#### WORK TASK
Answer these questions from the article on poverty and the pandemic below:
1. What was the largest historical increase in poverty over an entire year, according to Meyer?
2. What is the CARPLS chat-bot called, and what is its name short for?
3. What were unemployment rates near before the pandemic, according to Rosen?

#### TEXT SEGMENT
University of Chicago McCormick Foundation professor Bruce Meyer co-authored a study that examined income, poverty and the COVID-19 pandemic.

The research showed what he describes as a dramatic increase in poverty in the latter half of 2020.

He said poverty is typically assessed on an annual basis.

Historically, the largest increase in poverty was 1.4 percentage points “over an entire year,” Meyer said. But from June through November of last year, they saw an increase of 2.3 percentage points.

“It’s been very uneven,” he said. “And certain groups were disproportionally hurt. Those who don’t have a lot of education – so those with less than a high school education – were particularly hurt, and African Americans were particularly hurt. So I’d say that the impacts have been very uneven across different demographic groups and then even within those different demographic groups depending on people’s wages and their ability to gain access to unemployment benefits.”

For example, the bonus in unemployment benefits ($600 under the first CARES Act and now $300) goes further for low-income residents than those who lost higher-wage jobs.

“Those who were able to get access to unemployment insurance and who were maybe lower-wage and also got access to unemployment earnings had much of their lost earnings replaced, while more middle-class people who ended up losing their jobs, they had a smaller fraction of their lost earnings replaced,” Meyer said.

Jeremy Rosen, director of economic justice at the Shriver Center on Poverty Law, says before the pandemic, unemployment rates were near record lows of 3% or 4%; with the emergence of COVID-19, they climbed close to 10% for many Black and Latino households.

Illinois is among the states with the highest number of unemployment claims in the country.

“And I think that’s really a function of the fact that we have so many people in Chicago and the surrounding areas who work at exactly the type of low-wage jobs that have been most impacted during the pandemic,” Rosen said.

Housekeepers, for example, who lost jobs when quarantining families limited who came in and out of their homes, or restaurant employees who lost work because of limits on dining.

He said the government, unfortunately, hasn’t been “equal to the task of responding.”

At the federal level, there was a huge lapse between the initial CARES Act and the COVID-19 relief bill that followed last month.

And Illinois’ Department of Employment Security is still overwhelmed to the point that it can take months or weeks for people to start getting unemployment checks.

“(IDES) completely failed at its task of getting those benefits to people,” Rosen said. “So Congress and the federal government can authorize benefits for people, but if they can’t apply for and receive those benefits successfully … it doesn’t mean a whole lot for people if they’re not getting the money that they’re actually eligible for.”

Pat Wrona, legal director at CARPLS legal aid, said losing a job is the sort of life event that can lead to a cascade of others “that take one down into debt and poverty. Sometimes it’s a one-time thing, but they never recover from. Sometimes employment has been a way out of poverty and then to lose that job is sliding back into poverty. So unemployment benefits are a real bridge to get you to what we hope will be a brighter spot in the future.”

Wrona says CARPLS doesn’t have any inside track to help people through the IDES delays and problems, but it does have a new tool to help those navigate the process: a chat-bot named Benny (that’s short for benefits). 

“Benny takes the user through a logic-tree conversation, if you will, to find out where they’re at in their unemployment journey and along the way gives them helpful tips, lets them know whether they’re on the right path,” Wrona said.

That may lead to connecting with a legal aid attorney, a free service for those under a particular income threshold.

Help (and other chat-bots) for related issued, like debt and foreclosure, are also available via CARPLS’s COVID H.E.L.P. (Housing and Economic Loss Prevention) website.

Meyer is hopeful that poverty rates will decline in light of the recent COVID-19 economic stimulus package, coupled with some of President-elect Joe Biden’s plans to infuse money into the economy — and the wallets of those suffering economically because of the coronavirus.

#### DATASET EXCERPT
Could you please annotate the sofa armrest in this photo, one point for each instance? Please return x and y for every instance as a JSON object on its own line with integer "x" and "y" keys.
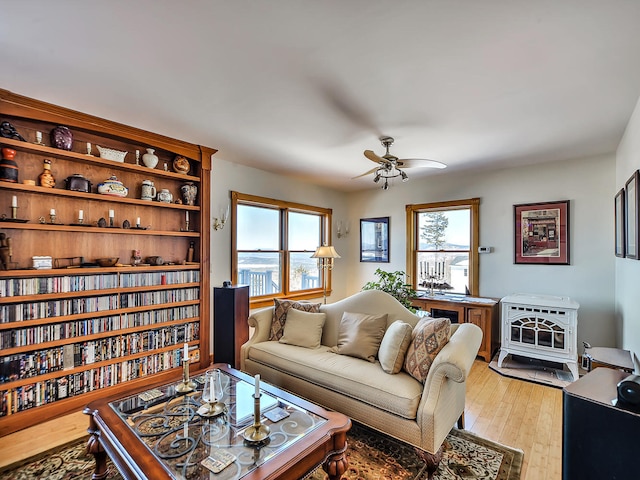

#### ANSWER BOX
1. 1.4 percentage points.
2. Benny, which is short for benefits.
3. Record lows of 3% or 4%.